Work to complete
For this exercise, repeat all of the material verbatim apart from its images.

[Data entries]
▽
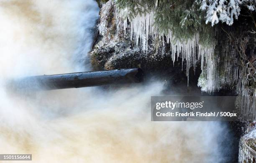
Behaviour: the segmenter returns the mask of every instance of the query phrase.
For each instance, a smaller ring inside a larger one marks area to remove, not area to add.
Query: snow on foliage
[[[252,11],[255,10],[255,0],[203,0],[200,8],[206,11],[206,23],[211,22],[213,26],[220,21],[230,25],[234,19],[238,19],[241,4]]]
[[[239,0],[203,0],[201,9],[206,11],[206,23],[211,22],[213,26],[221,21],[230,25],[234,18],[238,18],[241,3]]]

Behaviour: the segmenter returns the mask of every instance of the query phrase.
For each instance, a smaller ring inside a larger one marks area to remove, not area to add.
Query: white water
[[[225,126],[150,121],[161,82],[26,95],[6,87],[18,76],[89,69],[77,61],[90,50],[98,12],[92,0],[0,1],[0,153],[36,163],[223,162]]]

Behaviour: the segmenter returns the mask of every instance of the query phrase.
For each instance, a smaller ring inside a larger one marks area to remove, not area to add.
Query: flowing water
[[[0,0],[0,153],[32,154],[36,163],[227,160],[226,125],[151,121],[161,81],[108,91],[7,86],[17,77],[90,69],[84,63],[99,12],[92,0]]]

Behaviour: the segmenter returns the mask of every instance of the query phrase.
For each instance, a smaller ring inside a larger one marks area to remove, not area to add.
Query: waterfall
[[[32,154],[36,163],[225,160],[225,125],[151,121],[151,96],[163,82],[108,91],[7,87],[17,77],[90,69],[98,13],[92,0],[0,0],[0,153]]]

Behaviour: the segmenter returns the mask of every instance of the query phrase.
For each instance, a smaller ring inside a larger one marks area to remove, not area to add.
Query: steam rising
[[[12,92],[9,79],[82,65],[99,9],[92,0],[0,1],[0,153],[35,162],[219,162],[225,127],[153,122],[163,84]],[[77,59],[82,62],[77,62]]]

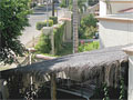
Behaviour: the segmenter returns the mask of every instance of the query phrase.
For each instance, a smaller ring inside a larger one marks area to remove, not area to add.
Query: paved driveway
[[[44,21],[47,19],[47,8],[45,7],[34,8],[34,12],[29,16],[30,27],[27,27],[25,30],[22,31],[23,34],[20,37],[20,41],[23,44],[27,44],[29,41],[31,41],[33,39],[33,37],[37,37],[41,33],[41,31],[38,31],[35,29],[35,23],[39,21]],[[64,14],[63,9],[59,8],[59,6],[55,6],[55,8],[59,9],[58,16],[59,16],[59,18],[61,18]],[[49,6],[49,17],[51,16],[51,13],[52,13],[51,6]]]

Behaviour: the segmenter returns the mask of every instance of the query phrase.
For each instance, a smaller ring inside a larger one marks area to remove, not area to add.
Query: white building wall
[[[133,8],[133,3],[111,3],[112,13],[119,13],[120,10]]]
[[[103,48],[133,43],[133,23],[100,21],[99,28]]]
[[[133,56],[129,57],[129,97],[127,100],[133,100]]]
△
Exercise output
Behaviour: the segmenter returns the mask of every instance of the query phrase.
For each instance, a smaller ring inside a larger one marks area to remove, not area to add.
Query: snow on foliage
[[[252,11],[255,10],[255,0],[203,0],[200,8],[206,11],[206,23],[211,22],[213,26],[220,21],[230,25],[234,19],[238,19],[241,4]]]
[[[239,0],[203,0],[201,9],[206,11],[206,23],[211,22],[213,26],[221,21],[230,25],[234,18],[238,18],[241,3]]]

Behaviour: the segmenter returns the mask of every instance of the query phrase.
For each instance, a smaller ring inside a larger one marks area to remove, not area to add.
Query: white water
[[[225,126],[150,121],[161,82],[26,95],[6,87],[18,76],[89,69],[77,61],[90,50],[98,12],[92,0],[0,1],[0,153],[36,163],[223,162]]]

Behaviour: the segmenter returns the mask of every instance of the query phrase.
For each instance, a smaller ring inside a larger one marks area to remove, not area to add.
Query: flowing water
[[[0,0],[0,153],[32,154],[36,163],[227,160],[226,125],[151,121],[161,81],[108,91],[7,86],[17,77],[90,69],[84,63],[99,12],[92,0]]]

Behaviour: the segmenter returns the mask of every instance of the query phrase.
For each instance, a smaller ring inside a larger one marks area to remove, not area to add.
Query: waterfall
[[[32,154],[36,163],[225,160],[225,125],[151,121],[151,96],[163,82],[108,91],[7,87],[17,77],[90,69],[98,13],[92,0],[0,0],[0,153]]]

Behaviour: the segmenter returns the mask of every instance of the query phrase.
For each instance, a smaller ring inside a larger one marks area to remove, not area to add.
Query: steam rising
[[[12,92],[9,79],[82,65],[99,9],[92,0],[0,1],[0,153],[35,162],[219,162],[225,127],[153,122],[163,84]],[[77,59],[82,62],[77,62]]]

Behaviour: the segmenter returns the mask of every instance of the query phrase.
For each instance, a smaller ring inside a larger one marks area to remove, not area to add.
Query: paved driveway
[[[44,21],[47,19],[47,8],[45,7],[34,8],[34,12],[29,16],[30,27],[27,27],[25,30],[22,31],[23,34],[20,37],[20,41],[23,44],[27,44],[29,41],[31,41],[33,39],[33,37],[37,37],[41,33],[41,31],[38,31],[35,29],[35,23],[39,21]],[[64,14],[63,9],[59,8],[59,6],[55,6],[55,8],[59,9],[58,16],[59,16],[59,18],[61,18]],[[49,6],[49,17],[51,16],[51,13],[52,13],[51,6]]]

Behaviour: the segmenter returns the mask of every instance of the query phrase.
For each instance, a smaller ring inside a larger one marks area to remove, not area to add.
Query: white building wall
[[[133,8],[133,3],[111,3],[112,13],[119,13],[120,10]]]
[[[103,48],[133,43],[133,23],[100,21],[99,28]]]
[[[133,56],[129,57],[129,97],[127,100],[133,100]]]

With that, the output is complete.